[Data extracted from a collection]
----------------

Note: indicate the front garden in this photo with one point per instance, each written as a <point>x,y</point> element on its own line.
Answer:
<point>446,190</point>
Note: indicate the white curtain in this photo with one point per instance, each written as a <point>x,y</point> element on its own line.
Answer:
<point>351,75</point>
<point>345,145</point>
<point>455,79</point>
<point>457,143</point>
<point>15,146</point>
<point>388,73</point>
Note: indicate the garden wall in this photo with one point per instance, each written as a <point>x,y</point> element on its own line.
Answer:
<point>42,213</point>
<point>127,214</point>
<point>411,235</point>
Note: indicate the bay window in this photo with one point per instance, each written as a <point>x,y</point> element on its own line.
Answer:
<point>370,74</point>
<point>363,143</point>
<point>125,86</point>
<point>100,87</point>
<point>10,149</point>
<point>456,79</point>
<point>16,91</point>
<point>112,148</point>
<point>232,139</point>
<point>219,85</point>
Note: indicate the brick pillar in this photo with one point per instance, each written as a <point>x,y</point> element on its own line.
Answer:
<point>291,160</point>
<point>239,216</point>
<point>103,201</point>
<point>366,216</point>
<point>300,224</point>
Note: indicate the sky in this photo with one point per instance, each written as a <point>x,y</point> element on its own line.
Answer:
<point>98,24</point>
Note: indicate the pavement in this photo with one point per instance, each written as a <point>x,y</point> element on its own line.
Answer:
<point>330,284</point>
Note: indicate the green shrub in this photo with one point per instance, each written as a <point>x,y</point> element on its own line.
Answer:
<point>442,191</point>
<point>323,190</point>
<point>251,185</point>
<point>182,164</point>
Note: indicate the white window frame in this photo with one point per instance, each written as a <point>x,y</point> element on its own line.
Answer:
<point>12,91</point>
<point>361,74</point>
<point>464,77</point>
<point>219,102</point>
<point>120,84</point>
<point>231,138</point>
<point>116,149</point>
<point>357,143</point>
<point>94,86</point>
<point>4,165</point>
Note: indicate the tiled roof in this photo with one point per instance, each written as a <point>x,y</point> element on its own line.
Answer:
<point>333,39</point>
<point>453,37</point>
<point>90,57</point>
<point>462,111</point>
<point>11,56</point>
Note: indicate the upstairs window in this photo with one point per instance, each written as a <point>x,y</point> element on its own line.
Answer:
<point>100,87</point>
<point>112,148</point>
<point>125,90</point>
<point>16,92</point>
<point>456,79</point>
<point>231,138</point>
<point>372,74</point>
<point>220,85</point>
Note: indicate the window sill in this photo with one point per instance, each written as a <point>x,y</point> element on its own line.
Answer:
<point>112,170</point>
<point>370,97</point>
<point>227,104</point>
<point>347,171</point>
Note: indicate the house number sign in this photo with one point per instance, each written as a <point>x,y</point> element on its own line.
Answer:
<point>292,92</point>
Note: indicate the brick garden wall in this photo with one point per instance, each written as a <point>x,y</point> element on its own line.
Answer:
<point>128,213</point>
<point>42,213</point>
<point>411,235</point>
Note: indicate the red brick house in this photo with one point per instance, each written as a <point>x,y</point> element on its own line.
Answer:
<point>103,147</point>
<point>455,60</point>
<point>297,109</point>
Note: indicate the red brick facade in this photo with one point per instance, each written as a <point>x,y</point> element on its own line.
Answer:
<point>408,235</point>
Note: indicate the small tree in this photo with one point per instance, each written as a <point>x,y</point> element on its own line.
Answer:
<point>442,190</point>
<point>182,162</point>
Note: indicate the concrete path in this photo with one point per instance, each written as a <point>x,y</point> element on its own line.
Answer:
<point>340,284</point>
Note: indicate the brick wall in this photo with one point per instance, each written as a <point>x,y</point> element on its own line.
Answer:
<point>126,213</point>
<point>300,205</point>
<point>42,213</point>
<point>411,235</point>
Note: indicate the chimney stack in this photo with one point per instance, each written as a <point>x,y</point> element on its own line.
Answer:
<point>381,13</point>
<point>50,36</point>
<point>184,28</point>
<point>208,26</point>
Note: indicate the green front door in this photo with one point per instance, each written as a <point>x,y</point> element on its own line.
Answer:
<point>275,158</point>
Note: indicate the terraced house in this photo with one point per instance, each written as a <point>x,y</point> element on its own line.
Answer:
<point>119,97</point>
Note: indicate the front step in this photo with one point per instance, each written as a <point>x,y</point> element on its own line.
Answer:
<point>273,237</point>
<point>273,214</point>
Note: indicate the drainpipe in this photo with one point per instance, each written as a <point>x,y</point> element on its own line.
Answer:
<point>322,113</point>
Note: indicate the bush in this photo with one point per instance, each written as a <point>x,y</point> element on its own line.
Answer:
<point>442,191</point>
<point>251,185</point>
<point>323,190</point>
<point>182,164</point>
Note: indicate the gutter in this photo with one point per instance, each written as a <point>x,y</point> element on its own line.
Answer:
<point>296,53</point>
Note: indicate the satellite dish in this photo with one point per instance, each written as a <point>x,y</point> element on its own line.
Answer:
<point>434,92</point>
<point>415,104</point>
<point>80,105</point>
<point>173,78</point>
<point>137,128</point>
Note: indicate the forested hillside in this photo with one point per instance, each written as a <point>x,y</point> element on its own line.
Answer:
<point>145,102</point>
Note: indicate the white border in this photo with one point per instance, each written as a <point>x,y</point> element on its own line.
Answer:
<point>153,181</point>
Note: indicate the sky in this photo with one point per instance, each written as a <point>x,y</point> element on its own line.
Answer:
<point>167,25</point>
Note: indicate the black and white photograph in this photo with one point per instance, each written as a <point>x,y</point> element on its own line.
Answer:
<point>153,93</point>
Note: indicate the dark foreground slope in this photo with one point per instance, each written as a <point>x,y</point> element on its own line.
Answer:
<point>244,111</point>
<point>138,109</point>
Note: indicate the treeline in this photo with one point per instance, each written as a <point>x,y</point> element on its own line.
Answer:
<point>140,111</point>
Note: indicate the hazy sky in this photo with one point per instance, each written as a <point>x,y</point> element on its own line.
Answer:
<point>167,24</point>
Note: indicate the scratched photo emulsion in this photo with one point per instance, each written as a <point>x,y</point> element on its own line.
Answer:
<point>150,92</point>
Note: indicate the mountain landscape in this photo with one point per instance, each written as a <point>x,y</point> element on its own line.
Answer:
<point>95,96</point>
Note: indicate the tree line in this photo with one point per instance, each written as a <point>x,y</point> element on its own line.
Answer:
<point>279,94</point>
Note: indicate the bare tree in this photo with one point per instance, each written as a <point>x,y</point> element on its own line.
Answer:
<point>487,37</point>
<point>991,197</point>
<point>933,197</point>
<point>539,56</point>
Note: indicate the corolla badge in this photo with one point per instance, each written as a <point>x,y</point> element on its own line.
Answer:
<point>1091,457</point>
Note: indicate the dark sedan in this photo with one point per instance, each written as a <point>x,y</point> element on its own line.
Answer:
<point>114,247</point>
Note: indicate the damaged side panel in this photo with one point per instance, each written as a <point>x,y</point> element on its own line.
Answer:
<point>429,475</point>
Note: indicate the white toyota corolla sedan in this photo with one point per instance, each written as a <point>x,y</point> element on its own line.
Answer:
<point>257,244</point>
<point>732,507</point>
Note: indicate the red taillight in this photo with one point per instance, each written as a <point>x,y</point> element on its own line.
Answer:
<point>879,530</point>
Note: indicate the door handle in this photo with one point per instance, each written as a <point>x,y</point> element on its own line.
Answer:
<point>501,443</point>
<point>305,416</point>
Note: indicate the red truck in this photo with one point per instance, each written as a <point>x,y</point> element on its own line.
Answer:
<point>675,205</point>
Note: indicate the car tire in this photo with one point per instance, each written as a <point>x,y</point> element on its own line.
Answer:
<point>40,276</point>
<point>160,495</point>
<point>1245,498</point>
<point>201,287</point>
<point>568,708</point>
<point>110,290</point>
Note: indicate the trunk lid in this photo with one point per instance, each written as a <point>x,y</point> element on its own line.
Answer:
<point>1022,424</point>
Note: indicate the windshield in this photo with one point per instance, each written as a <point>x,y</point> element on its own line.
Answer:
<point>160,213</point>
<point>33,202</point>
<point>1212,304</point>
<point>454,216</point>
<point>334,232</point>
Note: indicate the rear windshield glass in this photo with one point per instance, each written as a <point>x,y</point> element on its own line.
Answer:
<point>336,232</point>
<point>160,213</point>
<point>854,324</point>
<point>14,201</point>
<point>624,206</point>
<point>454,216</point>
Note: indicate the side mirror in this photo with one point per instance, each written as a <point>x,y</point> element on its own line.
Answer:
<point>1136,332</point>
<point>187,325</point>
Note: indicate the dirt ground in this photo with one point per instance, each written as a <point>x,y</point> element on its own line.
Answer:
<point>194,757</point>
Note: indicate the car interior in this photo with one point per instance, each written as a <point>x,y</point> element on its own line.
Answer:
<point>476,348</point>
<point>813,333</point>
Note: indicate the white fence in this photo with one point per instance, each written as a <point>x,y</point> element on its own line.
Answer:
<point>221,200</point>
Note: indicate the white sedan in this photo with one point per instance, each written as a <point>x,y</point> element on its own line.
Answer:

----------------

Brief: Gather up the lines containing the word "corolla" from these records and copy them.

Answer to the problem:
Note: indicate the corolla badge in this photo with one point per instance, each written as a <point>x,y</point> element on its own line.
Note: indicate the white toyota corolla sedan in this photo with one point per instance, each written as a <point>x,y</point> element on its own line.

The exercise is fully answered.